DATA LISTING: Begin
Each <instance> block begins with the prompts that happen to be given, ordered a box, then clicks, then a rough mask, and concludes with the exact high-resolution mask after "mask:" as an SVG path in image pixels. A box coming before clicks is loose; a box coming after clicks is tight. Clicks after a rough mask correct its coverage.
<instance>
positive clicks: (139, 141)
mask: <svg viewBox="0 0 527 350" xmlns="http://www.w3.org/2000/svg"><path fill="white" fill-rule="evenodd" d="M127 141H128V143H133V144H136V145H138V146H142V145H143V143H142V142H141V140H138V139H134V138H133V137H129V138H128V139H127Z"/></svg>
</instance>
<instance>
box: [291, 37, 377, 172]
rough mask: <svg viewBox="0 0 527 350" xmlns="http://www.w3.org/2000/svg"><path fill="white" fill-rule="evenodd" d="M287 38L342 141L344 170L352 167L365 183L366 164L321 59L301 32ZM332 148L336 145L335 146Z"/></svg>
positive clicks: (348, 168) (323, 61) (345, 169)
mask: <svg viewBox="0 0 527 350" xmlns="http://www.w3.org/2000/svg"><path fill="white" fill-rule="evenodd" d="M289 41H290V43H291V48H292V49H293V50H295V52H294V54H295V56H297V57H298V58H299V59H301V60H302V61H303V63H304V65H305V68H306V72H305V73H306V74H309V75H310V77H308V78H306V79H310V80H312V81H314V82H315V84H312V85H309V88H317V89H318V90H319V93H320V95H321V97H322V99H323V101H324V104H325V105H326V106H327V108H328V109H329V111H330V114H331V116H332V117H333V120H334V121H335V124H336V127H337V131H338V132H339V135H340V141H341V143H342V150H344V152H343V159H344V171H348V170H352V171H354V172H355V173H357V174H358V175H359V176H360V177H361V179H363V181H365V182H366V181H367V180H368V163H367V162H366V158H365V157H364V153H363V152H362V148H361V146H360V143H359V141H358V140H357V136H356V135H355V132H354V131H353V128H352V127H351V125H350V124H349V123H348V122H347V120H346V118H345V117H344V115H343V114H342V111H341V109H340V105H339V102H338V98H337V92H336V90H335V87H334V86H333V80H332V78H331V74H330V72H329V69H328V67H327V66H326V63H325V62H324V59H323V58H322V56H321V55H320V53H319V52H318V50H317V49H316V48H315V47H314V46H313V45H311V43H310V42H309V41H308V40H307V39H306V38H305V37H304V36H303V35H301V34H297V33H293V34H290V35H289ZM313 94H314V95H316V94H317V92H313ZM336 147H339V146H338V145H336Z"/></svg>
DATA LISTING: End
*DESCRIPTION OF THE TASK*:
All lines from the one with "positive clicks: (139, 141)" through the end of the records need to be copied exactly, and no other lines.

*ANSWER FOR THE TASK*:
positive clicks: (139, 141)
mask: <svg viewBox="0 0 527 350" xmlns="http://www.w3.org/2000/svg"><path fill="white" fill-rule="evenodd" d="M127 141H128V143H133V144H136V145H138V146H142V145H143V143H142V142H141V140H138V139H134V138H133V137H129V138H128V139H127Z"/></svg>
</instance>
<instance>
box: [291, 37, 377, 172]
rough mask: <svg viewBox="0 0 527 350" xmlns="http://www.w3.org/2000/svg"><path fill="white" fill-rule="evenodd" d="M287 38L342 141L344 170L352 167L365 183L366 164L321 59L301 32ZM332 148L336 145L335 146Z"/></svg>
positive clicks: (348, 168) (323, 61) (345, 169)
mask: <svg viewBox="0 0 527 350" xmlns="http://www.w3.org/2000/svg"><path fill="white" fill-rule="evenodd" d="M289 41H290V43H291V48H292V49H293V50H295V52H294V54H295V56H297V57H298V58H299V59H301V60H302V61H303V63H304V65H305V68H306V72H305V73H306V74H309V75H310V77H308V78H306V79H310V80H312V81H314V82H315V84H312V85H309V88H317V89H318V90H319V93H320V95H321V97H322V99H323V101H324V104H325V105H326V106H327V108H328V109H329V111H330V114H331V116H332V117H333V120H334V121H335V124H336V127H337V131H338V132H339V135H340V141H341V143H342V150H344V152H343V159H344V171H348V170H352V171H354V172H355V173H357V174H358V175H359V176H360V177H361V179H363V181H365V182H366V181H367V180H368V163H367V162H366V158H365V157H364V153H363V152H362V148H361V146H360V143H359V141H358V140H357V136H356V135H355V132H354V131H353V128H352V127H351V125H350V124H349V123H348V122H347V120H346V118H345V117H344V115H343V114H342V111H341V109H340V105H339V102H338V98H337V92H336V90H335V87H334V86H333V80H332V78H331V74H330V72H329V69H328V67H327V66H326V63H325V62H324V59H323V58H322V56H321V55H320V53H319V52H318V50H317V49H316V48H315V47H314V46H313V45H311V43H310V42H309V41H308V40H307V39H306V38H305V37H304V36H303V35H301V34H297V33H293V34H290V35H289ZM313 94H314V95H316V94H317V92H313ZM336 147H339V146H338V145H336Z"/></svg>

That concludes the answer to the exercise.